Beginning at the line that contains "Per instance of the riverbank" and ending at the last line of the entries, write out each line exactly; include nothing outside that span.

§ THE RECORDS:
+++++
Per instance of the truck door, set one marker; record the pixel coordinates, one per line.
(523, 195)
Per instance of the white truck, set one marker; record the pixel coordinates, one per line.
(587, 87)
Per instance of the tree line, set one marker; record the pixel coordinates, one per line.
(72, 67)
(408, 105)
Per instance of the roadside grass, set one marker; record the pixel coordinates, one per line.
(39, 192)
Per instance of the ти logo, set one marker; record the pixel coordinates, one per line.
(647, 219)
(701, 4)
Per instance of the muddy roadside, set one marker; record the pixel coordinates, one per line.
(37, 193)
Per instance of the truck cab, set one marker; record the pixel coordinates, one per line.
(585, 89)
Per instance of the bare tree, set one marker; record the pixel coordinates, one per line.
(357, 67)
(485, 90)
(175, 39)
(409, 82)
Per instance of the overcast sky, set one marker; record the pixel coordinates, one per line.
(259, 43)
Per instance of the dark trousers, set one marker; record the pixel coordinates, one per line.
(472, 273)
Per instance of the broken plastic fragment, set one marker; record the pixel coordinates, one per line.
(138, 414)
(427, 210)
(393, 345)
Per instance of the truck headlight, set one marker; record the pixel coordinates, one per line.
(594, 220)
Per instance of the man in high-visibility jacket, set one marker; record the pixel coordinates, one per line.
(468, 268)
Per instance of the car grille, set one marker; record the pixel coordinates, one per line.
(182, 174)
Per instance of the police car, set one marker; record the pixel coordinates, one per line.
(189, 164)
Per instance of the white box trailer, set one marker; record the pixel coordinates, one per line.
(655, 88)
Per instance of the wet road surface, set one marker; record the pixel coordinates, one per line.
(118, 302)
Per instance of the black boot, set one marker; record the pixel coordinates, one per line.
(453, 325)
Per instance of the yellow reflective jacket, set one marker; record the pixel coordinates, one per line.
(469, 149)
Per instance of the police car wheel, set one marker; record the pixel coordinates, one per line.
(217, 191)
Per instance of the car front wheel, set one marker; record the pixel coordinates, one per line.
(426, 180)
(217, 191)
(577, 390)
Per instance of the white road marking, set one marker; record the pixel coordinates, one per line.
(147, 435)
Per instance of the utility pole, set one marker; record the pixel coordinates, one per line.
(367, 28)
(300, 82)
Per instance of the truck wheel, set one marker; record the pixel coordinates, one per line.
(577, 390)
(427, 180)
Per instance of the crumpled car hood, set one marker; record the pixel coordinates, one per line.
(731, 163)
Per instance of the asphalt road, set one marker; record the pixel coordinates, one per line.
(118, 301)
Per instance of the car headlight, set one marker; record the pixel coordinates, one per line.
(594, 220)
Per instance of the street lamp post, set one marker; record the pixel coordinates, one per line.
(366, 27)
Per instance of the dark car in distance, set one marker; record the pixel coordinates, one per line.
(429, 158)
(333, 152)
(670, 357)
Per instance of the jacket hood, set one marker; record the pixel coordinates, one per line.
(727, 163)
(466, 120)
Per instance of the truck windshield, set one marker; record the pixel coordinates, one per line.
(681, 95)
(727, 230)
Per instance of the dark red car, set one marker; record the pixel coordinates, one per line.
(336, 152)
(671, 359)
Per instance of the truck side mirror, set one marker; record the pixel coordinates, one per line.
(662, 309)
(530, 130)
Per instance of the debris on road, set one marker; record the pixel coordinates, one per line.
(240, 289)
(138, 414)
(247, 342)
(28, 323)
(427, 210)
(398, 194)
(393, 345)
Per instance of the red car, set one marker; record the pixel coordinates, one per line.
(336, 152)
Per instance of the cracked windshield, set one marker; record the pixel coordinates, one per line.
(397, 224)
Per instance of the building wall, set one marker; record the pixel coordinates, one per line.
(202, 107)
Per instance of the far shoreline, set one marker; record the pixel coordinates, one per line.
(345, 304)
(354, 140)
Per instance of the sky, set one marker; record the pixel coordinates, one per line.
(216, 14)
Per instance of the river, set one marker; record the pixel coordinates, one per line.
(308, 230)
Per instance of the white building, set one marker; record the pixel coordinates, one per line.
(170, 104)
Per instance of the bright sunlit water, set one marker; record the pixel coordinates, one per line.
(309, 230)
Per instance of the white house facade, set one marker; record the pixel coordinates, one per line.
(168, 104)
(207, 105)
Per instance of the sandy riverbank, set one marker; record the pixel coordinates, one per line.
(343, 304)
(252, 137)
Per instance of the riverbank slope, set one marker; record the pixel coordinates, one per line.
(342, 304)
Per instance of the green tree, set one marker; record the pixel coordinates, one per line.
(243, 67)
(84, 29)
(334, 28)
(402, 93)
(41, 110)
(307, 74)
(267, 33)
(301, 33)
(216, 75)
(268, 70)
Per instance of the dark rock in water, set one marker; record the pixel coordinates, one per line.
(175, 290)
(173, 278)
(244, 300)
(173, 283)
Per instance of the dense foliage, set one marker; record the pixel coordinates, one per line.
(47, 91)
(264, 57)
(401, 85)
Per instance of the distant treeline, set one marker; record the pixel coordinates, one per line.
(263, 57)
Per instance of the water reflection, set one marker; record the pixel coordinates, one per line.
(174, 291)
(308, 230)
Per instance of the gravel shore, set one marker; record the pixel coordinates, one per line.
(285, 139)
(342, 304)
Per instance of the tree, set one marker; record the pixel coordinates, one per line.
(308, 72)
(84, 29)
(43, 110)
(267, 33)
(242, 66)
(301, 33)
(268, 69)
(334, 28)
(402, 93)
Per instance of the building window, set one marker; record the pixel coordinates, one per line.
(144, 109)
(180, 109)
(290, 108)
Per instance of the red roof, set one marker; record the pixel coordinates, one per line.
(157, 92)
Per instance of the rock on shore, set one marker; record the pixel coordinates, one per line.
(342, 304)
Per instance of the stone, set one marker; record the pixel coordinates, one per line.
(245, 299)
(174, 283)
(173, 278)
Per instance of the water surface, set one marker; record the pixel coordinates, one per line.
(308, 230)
+++++
§ OUTPUT FOR THIS EXERCISE:
Per instance of the riverbank slope, set one marker; record the pixel coordinates, one per line.
(342, 304)
Per instance of the green tree, set one marker; record the pixel coordinates, one per line.
(243, 67)
(84, 29)
(334, 28)
(402, 93)
(41, 110)
(307, 74)
(267, 33)
(301, 33)
(216, 75)
(268, 70)
Per instance of the dark rock in water, set one marker; record the pixel coordinates, one per line.
(175, 290)
(173, 278)
(244, 300)
(173, 283)
Per instance of the dense foliage, set one marker; record the pixel coordinates, one per line.
(47, 91)
(264, 57)
(401, 85)
Per instance of the distant treeline, set one marker; record the pixel coordinates, one per line.
(263, 57)
Per instance of the water reflection, set one marker; record the pixel coordinates, one per line.
(174, 291)
(308, 230)
Per instance of the gravel shore, set one marker; record the pixel coordinates, one per line.
(285, 139)
(342, 304)
Per instance of the tree, set one marker; record the pixel coordinates, one per line.
(308, 72)
(84, 29)
(43, 110)
(267, 33)
(242, 66)
(301, 33)
(268, 69)
(334, 28)
(402, 93)
Per instance of the building window, set one marker; record the pixel coordinates, one per line.
(144, 109)
(180, 109)
(290, 108)
Per instance of the red roof, set one marker; record the pixel coordinates, one per line.
(157, 92)
Per instance of the rock on shore, set one marker; record the pixel coordinates, one per line.
(342, 304)
Per instance of the stone, set one marker; record the pixel coordinates, one per line.
(245, 299)
(174, 283)
(173, 278)
Per instance of the water surface, set one marker; record the pixel coordinates, one per line.
(308, 230)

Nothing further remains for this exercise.